Task item. Output, without alteration, the first line of the entries and each line after it, stopping with the line that contains "Segment every instance of the man's hand in the photo below.".

[Saved data entries]
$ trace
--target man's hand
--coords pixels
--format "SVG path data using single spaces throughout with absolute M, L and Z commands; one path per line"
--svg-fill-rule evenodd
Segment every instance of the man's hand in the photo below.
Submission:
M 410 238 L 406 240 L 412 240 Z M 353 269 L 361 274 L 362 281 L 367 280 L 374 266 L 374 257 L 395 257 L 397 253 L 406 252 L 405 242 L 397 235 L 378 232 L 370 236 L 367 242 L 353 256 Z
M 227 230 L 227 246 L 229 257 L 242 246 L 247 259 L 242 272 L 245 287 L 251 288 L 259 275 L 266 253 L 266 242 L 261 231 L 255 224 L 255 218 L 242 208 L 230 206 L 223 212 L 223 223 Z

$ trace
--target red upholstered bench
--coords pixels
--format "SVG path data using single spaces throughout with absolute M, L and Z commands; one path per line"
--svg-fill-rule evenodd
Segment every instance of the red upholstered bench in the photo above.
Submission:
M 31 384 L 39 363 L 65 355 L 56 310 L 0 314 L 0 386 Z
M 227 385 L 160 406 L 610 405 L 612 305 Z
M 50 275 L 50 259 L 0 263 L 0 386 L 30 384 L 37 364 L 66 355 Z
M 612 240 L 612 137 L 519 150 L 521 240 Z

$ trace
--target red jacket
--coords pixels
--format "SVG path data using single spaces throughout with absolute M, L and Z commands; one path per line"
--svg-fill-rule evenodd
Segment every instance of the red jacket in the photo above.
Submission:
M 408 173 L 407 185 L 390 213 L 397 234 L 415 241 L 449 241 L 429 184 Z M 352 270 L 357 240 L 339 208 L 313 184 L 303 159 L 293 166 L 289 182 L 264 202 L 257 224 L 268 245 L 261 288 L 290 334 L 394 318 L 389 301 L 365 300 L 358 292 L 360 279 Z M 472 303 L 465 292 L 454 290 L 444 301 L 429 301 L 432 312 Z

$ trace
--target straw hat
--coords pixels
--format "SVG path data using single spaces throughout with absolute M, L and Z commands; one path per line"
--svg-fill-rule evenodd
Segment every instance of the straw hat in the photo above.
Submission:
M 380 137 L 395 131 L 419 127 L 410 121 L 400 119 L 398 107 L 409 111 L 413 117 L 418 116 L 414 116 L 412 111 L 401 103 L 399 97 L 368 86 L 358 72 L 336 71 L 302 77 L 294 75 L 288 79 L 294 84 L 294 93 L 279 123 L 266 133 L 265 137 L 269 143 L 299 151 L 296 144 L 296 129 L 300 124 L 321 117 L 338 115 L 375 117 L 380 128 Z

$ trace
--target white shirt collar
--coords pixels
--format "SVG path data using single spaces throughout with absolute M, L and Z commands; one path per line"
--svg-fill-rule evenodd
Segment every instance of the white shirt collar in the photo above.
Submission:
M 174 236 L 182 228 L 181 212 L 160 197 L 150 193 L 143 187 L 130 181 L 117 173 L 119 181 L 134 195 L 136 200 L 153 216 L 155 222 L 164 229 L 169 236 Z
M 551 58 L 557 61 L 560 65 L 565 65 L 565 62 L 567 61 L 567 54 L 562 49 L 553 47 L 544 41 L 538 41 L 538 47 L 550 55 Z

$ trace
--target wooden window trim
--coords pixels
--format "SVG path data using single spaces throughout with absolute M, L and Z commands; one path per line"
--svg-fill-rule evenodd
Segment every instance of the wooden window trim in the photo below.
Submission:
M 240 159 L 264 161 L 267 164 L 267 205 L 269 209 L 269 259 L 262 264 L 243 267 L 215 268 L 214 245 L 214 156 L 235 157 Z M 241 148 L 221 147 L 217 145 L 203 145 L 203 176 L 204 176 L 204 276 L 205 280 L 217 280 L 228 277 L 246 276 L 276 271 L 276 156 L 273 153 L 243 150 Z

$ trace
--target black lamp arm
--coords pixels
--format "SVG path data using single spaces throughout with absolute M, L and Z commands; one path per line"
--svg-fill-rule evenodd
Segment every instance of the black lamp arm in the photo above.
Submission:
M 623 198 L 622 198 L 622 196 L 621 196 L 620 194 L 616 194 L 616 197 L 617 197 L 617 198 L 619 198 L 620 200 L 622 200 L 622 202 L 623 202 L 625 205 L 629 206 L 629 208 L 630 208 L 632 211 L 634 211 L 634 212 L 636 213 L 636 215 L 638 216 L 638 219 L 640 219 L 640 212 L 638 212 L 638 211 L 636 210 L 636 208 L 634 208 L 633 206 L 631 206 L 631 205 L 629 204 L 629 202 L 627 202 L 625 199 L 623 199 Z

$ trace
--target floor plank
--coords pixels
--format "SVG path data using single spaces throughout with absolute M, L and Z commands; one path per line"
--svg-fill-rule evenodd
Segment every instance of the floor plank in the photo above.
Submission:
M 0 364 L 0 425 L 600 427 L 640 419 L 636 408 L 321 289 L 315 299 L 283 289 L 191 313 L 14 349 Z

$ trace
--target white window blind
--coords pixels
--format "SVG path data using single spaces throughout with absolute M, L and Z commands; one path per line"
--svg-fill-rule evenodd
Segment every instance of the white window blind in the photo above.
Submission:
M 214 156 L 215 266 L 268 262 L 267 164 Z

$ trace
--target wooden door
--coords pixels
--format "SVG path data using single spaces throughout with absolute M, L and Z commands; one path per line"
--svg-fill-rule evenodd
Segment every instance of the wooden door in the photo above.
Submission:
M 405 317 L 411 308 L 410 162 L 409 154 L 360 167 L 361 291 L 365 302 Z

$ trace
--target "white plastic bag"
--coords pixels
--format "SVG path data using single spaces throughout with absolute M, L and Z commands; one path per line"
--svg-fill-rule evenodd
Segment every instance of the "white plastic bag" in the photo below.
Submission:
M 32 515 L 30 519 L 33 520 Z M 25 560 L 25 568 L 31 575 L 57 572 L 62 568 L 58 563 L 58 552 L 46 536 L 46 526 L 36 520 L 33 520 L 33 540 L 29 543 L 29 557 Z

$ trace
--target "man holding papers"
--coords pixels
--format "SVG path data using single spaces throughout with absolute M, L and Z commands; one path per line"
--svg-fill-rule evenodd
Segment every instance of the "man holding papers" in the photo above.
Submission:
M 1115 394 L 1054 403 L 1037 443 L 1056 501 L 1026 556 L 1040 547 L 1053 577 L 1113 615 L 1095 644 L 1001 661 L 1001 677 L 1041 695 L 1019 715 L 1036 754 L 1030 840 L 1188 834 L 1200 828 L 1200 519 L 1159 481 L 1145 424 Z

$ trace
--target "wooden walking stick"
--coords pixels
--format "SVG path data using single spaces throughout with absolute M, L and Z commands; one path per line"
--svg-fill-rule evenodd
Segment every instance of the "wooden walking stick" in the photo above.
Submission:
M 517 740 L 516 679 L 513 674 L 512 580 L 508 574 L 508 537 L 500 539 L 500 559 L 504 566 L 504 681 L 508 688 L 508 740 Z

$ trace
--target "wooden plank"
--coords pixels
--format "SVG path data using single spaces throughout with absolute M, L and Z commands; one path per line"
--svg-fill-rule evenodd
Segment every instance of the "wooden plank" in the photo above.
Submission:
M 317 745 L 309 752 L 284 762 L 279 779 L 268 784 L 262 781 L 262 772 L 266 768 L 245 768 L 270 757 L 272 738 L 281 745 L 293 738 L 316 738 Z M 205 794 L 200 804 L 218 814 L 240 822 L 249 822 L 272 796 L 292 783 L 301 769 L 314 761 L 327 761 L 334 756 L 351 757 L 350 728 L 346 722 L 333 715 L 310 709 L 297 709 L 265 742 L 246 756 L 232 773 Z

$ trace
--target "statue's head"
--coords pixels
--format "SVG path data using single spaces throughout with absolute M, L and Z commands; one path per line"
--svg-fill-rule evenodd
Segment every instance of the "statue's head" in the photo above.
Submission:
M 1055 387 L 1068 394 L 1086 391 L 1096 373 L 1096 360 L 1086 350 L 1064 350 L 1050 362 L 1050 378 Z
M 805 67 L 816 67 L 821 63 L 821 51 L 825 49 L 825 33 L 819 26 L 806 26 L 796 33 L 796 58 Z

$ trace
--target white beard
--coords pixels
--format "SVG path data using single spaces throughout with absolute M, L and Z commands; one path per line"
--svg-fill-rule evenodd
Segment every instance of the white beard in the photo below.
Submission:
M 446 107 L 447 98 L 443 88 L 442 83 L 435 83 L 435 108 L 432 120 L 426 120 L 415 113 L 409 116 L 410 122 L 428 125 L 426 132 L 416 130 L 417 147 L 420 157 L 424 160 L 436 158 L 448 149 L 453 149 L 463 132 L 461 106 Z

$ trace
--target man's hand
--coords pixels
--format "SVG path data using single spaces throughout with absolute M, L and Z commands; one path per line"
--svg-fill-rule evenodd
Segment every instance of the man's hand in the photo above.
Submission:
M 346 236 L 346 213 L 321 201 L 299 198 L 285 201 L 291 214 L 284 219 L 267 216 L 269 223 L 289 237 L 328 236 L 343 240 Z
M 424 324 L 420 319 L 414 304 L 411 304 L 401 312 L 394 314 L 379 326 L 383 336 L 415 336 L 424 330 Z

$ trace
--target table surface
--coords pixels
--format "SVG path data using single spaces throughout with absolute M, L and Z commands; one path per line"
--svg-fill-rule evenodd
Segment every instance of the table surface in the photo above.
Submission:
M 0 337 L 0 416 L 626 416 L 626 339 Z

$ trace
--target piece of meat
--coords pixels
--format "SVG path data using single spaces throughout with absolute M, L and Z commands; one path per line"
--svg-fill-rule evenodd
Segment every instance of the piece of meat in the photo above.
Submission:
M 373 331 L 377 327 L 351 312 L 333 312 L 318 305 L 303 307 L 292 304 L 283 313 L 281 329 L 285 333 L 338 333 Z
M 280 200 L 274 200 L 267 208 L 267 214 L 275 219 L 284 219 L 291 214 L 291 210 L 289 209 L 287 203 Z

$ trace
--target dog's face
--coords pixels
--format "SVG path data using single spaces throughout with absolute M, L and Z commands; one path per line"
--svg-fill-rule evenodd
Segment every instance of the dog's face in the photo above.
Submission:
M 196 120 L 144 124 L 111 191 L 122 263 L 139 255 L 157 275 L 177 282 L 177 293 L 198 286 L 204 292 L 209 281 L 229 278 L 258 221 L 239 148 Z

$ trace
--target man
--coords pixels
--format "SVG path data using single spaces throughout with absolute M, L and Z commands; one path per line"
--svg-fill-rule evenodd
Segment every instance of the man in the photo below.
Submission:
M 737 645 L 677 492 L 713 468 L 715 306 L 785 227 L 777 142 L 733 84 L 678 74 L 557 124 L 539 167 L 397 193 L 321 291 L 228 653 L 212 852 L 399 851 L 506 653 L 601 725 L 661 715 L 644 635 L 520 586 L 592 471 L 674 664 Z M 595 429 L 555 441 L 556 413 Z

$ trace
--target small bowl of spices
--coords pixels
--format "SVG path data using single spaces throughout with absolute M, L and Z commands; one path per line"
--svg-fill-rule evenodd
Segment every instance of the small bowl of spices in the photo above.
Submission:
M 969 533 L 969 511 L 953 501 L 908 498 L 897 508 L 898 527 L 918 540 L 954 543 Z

Written response.
$ trace
--target man's hand
--coords pixels
--format "SVG path data using single spaces throughout with absolute M, L and Z commands; one path per line"
--svg-fill-rule evenodd
Segment every instance of the man's hand in the photo below.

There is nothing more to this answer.